Output the records below as a two-column CSV with the columns instruction and boxes, one row per record, starting with the line containing "above contains chicken" and going on through the line containing "335, 241, 380, 259". Put each record's text and its answer in a quoted field of its own, with line breaks replaced by spaces.

*DATASET CONTENT*:
— Begin —

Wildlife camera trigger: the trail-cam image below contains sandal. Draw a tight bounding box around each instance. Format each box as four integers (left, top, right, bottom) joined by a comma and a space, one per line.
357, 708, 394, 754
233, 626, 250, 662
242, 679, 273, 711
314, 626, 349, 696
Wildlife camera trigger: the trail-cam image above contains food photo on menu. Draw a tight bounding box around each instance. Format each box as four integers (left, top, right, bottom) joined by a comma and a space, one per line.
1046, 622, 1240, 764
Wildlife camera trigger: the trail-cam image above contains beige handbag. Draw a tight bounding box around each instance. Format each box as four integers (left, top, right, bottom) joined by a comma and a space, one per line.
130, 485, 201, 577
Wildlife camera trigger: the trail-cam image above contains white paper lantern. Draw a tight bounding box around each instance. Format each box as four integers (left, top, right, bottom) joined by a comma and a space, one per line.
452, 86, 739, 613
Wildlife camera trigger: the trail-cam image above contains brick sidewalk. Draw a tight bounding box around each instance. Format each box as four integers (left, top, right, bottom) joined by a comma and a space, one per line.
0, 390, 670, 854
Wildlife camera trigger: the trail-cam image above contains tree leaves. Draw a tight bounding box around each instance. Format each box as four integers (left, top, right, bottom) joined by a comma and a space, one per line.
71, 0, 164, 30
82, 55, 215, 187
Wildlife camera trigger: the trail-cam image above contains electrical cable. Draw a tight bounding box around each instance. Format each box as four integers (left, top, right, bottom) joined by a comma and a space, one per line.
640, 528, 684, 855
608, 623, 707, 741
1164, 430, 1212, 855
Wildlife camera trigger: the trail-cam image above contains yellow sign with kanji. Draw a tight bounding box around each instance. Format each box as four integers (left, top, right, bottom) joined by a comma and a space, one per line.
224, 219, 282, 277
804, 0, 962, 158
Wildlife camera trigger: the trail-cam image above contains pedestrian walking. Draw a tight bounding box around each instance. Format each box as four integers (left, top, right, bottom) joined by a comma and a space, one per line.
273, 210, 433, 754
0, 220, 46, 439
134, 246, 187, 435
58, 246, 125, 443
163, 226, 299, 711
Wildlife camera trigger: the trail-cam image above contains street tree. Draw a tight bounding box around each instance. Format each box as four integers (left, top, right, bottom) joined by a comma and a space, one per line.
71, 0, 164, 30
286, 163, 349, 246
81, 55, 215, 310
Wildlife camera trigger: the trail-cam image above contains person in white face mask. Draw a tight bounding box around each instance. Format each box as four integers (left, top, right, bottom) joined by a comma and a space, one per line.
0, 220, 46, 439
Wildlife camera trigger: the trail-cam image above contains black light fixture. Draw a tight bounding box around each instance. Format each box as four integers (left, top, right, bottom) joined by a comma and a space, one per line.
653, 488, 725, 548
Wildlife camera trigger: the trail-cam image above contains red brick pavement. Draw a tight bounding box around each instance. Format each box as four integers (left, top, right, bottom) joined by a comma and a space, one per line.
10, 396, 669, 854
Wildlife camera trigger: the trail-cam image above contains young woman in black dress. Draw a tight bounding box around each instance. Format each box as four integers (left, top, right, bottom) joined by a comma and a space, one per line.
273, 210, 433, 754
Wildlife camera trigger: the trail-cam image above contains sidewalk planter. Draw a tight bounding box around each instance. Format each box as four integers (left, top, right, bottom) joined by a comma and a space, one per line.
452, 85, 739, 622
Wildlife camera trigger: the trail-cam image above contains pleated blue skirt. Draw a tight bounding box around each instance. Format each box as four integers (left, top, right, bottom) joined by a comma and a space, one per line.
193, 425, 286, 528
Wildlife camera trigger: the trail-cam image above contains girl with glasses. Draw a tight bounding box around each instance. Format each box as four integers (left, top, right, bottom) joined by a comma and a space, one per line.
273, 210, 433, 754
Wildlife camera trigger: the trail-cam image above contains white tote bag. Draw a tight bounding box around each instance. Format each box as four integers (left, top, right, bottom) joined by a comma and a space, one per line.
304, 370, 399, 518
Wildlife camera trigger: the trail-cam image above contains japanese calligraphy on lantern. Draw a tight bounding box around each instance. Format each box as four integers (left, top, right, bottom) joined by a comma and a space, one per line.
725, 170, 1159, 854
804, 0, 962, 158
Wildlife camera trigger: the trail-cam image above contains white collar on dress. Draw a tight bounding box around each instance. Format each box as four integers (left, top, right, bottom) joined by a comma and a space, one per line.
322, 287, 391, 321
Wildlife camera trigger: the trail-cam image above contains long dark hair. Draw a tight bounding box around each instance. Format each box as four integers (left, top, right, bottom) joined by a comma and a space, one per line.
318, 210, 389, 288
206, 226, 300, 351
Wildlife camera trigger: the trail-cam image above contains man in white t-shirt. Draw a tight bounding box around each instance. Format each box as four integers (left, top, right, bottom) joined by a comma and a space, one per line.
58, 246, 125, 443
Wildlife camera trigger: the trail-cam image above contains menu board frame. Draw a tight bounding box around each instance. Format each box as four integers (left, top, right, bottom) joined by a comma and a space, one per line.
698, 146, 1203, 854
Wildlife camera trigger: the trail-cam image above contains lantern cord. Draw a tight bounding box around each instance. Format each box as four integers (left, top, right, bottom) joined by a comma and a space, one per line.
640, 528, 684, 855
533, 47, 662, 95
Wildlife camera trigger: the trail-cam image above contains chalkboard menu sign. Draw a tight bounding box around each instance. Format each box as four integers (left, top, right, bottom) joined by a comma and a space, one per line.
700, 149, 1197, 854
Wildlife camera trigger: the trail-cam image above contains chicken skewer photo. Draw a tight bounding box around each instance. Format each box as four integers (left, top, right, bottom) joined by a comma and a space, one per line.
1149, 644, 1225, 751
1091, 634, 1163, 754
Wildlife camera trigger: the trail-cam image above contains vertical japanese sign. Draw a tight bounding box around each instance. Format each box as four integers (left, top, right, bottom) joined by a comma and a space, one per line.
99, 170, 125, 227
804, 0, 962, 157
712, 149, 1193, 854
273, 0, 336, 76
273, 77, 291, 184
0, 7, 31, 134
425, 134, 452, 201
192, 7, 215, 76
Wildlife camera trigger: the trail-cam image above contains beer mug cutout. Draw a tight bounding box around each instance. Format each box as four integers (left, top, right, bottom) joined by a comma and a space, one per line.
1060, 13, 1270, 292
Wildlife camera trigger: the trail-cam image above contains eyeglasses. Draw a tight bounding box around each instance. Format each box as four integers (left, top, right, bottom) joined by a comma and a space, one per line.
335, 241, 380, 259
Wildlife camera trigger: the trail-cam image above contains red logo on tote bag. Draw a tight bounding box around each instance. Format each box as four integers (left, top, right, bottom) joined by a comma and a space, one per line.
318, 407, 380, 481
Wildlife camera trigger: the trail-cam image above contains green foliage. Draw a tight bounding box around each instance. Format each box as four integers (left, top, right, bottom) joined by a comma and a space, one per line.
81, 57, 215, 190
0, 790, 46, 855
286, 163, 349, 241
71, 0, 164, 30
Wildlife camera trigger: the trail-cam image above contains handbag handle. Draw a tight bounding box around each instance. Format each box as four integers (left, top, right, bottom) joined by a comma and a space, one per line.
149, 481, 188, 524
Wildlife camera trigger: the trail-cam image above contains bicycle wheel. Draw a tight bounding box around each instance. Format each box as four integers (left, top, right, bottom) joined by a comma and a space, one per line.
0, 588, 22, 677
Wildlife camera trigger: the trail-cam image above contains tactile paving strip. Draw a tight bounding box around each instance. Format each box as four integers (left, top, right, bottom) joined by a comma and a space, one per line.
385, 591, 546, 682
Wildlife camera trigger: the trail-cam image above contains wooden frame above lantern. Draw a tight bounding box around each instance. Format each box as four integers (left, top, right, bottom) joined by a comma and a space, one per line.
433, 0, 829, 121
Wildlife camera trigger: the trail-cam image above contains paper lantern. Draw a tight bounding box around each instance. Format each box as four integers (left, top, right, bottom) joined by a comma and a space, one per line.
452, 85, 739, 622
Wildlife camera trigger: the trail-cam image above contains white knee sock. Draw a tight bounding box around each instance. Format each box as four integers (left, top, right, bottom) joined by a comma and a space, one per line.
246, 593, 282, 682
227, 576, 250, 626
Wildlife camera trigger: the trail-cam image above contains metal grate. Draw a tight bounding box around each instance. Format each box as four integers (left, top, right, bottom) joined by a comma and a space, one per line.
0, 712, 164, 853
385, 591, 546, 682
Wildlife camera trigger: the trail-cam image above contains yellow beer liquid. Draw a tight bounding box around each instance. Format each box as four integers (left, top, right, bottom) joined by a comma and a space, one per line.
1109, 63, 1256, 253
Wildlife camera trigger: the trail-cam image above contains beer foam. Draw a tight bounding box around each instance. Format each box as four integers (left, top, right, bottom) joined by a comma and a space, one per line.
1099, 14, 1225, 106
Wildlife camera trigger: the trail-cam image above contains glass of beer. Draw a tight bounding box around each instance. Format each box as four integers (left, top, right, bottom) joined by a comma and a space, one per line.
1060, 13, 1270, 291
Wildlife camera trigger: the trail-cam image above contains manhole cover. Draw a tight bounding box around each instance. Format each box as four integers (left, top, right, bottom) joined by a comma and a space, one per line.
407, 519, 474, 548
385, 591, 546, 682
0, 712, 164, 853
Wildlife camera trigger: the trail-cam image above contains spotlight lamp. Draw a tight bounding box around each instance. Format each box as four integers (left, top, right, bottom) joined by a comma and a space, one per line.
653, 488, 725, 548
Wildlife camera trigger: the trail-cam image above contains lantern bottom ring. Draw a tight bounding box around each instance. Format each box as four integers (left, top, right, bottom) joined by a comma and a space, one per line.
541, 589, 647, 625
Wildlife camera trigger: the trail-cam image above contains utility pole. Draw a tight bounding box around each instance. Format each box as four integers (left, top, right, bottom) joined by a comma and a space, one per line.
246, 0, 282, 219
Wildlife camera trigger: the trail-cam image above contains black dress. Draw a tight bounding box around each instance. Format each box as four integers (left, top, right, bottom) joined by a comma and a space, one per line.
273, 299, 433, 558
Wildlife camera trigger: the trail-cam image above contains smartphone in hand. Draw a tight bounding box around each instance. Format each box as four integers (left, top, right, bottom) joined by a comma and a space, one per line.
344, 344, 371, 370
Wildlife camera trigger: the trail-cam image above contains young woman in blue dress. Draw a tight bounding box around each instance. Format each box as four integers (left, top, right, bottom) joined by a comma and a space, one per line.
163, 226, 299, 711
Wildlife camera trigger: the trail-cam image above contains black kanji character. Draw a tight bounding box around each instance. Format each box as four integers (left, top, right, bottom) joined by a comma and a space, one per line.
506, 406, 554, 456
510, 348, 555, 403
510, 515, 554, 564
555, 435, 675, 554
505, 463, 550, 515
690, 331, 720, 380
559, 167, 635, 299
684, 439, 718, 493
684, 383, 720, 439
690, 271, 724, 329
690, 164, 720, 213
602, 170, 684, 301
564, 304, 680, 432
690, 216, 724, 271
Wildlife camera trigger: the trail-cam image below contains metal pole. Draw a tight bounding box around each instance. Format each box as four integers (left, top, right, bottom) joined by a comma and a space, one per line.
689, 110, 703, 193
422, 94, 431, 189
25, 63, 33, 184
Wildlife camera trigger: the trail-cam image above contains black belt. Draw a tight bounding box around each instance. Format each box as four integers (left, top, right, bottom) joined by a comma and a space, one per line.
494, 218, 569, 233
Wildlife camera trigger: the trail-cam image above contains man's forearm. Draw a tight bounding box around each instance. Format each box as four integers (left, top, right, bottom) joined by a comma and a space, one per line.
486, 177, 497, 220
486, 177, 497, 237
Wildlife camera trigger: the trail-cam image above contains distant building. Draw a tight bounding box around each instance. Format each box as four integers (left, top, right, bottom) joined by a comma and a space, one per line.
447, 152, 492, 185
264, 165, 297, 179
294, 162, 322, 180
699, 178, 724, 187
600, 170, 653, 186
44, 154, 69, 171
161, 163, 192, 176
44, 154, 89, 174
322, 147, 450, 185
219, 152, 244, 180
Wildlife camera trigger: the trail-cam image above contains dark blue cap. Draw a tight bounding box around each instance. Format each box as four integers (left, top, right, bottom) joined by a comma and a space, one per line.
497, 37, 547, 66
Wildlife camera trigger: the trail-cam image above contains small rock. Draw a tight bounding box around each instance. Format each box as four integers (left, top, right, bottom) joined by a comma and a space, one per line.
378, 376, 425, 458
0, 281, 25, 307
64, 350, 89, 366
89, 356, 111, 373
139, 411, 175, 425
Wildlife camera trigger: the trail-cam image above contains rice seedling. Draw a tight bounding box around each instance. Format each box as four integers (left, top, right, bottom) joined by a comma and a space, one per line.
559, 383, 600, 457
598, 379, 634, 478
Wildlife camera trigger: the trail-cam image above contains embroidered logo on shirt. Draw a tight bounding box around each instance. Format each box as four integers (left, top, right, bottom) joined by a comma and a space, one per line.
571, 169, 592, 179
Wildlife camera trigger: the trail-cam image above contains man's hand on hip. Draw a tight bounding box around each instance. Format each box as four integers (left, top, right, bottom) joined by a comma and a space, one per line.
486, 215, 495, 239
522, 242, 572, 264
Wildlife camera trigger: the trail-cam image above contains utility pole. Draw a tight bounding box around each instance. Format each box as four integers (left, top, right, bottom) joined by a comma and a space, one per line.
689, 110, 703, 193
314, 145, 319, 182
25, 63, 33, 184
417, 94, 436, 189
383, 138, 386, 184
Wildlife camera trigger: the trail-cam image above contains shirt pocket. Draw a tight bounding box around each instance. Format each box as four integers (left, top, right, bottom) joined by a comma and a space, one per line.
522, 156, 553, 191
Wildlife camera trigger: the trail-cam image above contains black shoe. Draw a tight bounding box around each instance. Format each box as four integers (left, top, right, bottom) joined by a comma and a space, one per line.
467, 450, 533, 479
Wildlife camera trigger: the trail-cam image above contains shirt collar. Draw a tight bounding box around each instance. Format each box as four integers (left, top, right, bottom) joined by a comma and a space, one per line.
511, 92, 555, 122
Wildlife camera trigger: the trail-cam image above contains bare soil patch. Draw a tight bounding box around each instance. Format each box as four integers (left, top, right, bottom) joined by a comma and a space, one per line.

— End —

*SOLUTION*:
instruction,boxes
"Wildlife camera trigger: the trail-cam image above contains chicken skewer photo. Draw a tight bounding box around each instance. Format each box as four integers (left, top, right, bottom) joined by a comma and a space, one per line.","1149, 644, 1225, 751 1091, 634, 1163, 754"
"Wildlife camera trigger: the trail-cam image above contains vertical japanese sign. Draw a tight bounding box around each instance. Format each box as four integers (left, top, right, bottom) joined by a comma and a space, one per line.","99, 170, 125, 227 804, 0, 962, 157 712, 149, 1193, 854 273, 0, 336, 76 273, 77, 291, 184 0, 7, 31, 134 425, 134, 452, 201 192, 7, 215, 76"
"Wildlife camera trigger: the trail-cam image above contains beer mug cutout. Draw a tight bounding box around each instance. Format each box as four integers (left, top, right, bottom) joined by a comma and a space, one per line.","1060, 13, 1270, 292"
"Wildlife camera trigger: the trail-cam image above contains eyeglasses. Draw a tight bounding box around each instance. Format each box as four integers (left, top, right, bottom) joined by a comma and a space, one per line.","335, 241, 380, 259"